__Records contained in a dataset__:
□ □ □

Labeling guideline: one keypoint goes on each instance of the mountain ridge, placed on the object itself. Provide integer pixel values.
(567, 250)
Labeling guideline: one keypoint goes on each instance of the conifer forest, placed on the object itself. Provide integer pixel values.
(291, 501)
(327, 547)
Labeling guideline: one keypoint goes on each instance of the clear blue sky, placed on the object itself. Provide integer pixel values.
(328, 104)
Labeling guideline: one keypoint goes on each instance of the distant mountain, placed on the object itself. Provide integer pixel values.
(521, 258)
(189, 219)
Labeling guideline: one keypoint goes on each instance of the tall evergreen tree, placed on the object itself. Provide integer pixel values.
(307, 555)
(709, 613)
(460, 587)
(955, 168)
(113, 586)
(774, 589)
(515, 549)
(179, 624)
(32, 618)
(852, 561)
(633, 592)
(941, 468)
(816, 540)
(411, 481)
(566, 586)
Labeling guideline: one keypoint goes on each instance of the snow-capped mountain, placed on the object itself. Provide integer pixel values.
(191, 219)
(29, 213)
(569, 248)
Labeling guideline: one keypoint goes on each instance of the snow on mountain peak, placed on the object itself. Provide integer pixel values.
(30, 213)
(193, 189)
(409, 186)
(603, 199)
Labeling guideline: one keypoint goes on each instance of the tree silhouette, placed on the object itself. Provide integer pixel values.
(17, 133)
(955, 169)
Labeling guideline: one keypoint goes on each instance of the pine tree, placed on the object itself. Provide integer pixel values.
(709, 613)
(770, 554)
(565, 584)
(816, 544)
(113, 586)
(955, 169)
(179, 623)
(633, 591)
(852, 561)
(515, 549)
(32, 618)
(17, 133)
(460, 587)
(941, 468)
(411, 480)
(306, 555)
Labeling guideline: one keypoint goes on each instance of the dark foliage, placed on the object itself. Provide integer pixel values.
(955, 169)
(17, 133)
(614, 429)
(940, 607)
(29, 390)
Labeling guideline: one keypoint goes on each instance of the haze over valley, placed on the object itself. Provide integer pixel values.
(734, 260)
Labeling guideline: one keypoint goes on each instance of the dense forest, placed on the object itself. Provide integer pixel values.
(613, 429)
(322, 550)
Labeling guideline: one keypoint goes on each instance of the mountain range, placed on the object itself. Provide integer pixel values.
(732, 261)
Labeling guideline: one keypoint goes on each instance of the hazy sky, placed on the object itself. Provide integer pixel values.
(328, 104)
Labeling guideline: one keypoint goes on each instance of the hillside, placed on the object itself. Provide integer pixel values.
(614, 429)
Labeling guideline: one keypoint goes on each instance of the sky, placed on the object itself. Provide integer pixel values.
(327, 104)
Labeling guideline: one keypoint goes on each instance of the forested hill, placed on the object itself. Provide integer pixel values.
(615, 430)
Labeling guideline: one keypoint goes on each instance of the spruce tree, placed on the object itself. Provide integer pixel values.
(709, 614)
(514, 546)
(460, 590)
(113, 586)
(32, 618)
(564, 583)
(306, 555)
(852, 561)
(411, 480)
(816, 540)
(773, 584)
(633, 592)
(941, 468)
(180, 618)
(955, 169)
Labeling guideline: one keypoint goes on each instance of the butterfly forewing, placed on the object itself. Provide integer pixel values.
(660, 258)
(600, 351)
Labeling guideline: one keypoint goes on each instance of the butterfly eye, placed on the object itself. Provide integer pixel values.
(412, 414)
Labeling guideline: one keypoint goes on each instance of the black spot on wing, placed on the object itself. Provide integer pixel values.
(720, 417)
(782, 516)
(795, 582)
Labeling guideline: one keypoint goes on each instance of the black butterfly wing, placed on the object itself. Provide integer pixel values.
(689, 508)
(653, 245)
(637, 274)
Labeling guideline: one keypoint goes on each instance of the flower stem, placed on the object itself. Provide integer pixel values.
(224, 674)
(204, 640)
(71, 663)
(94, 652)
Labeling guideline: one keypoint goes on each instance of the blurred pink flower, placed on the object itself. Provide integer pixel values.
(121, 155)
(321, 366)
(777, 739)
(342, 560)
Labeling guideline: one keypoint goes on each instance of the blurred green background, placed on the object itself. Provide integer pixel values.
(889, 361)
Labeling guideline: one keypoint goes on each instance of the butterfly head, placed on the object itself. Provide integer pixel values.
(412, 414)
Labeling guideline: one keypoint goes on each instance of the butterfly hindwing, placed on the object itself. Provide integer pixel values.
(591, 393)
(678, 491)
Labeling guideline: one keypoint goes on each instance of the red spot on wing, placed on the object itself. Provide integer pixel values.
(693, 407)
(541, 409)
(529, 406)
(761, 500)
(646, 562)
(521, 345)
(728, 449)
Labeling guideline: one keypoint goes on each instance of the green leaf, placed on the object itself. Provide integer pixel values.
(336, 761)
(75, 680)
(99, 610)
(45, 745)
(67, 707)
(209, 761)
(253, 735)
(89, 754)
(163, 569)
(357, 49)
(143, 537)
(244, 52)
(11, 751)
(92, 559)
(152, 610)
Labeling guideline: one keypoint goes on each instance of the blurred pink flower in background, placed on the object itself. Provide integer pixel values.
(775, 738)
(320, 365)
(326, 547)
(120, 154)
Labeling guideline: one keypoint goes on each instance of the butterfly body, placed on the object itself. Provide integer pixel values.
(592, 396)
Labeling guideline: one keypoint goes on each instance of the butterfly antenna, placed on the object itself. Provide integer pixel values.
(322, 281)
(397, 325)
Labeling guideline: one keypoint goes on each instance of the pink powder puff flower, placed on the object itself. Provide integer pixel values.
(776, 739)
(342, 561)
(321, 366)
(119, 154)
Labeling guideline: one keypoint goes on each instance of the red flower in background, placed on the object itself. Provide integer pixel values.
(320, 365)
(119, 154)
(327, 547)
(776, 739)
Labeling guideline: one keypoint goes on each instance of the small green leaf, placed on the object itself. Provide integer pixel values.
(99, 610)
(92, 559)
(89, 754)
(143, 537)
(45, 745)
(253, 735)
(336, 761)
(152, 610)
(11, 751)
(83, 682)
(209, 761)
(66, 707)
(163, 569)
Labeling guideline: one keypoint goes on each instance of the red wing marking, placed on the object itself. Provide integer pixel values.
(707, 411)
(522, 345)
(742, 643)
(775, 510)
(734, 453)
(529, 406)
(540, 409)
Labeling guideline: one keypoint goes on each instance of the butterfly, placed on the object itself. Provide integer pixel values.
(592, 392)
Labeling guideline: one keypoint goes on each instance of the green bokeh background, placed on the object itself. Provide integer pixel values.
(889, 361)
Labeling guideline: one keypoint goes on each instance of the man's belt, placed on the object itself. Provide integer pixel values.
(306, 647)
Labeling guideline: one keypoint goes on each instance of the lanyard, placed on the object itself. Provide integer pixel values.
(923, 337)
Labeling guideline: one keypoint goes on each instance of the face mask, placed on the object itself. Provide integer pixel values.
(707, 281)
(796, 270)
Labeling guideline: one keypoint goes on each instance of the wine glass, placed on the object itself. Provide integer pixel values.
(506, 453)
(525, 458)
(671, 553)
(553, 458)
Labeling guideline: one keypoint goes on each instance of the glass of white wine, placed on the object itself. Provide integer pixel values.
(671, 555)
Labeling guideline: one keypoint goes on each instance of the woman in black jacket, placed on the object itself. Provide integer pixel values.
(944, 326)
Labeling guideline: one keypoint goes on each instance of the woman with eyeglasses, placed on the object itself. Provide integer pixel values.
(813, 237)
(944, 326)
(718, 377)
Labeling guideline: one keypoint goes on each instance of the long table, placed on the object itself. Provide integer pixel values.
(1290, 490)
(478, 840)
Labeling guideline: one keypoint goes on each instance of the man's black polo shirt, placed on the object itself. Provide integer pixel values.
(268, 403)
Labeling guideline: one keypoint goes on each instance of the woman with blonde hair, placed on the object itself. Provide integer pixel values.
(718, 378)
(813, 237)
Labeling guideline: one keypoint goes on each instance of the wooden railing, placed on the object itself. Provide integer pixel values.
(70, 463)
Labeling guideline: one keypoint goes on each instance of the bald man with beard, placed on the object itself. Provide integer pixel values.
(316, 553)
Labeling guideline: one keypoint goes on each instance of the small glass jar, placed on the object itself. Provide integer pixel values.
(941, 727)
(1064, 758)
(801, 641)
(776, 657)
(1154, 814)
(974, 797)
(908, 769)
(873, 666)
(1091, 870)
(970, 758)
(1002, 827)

□ □ □

__Exercise directions__: Copy exactly the lines that begin with the one containing "woman with blonde" and continue to the end of the records, both included, and nothing more.

__Solved exercise__:
Labeling guideline: one keypoint goes on each instance of the woman with blonde hair, placed on the object itself. Provide integer pixel values.
(718, 378)
(813, 237)
Labeling guideline: one keypoint goes on each instance of the wooden railing, placed on the object itself. Provide integer pixel values.
(70, 463)
Labeling guideline: one keypoint goes on each instance of the bald man with beard, placed on the object itself. Provide integer pixel values.
(316, 553)
Labeling guideline: one keypoint goes on each instance of the small glass jar, placed on the object itself. Provide integer pixel values.
(941, 727)
(1064, 758)
(801, 641)
(776, 657)
(1154, 814)
(974, 797)
(908, 769)
(873, 666)
(1091, 870)
(970, 758)
(1002, 827)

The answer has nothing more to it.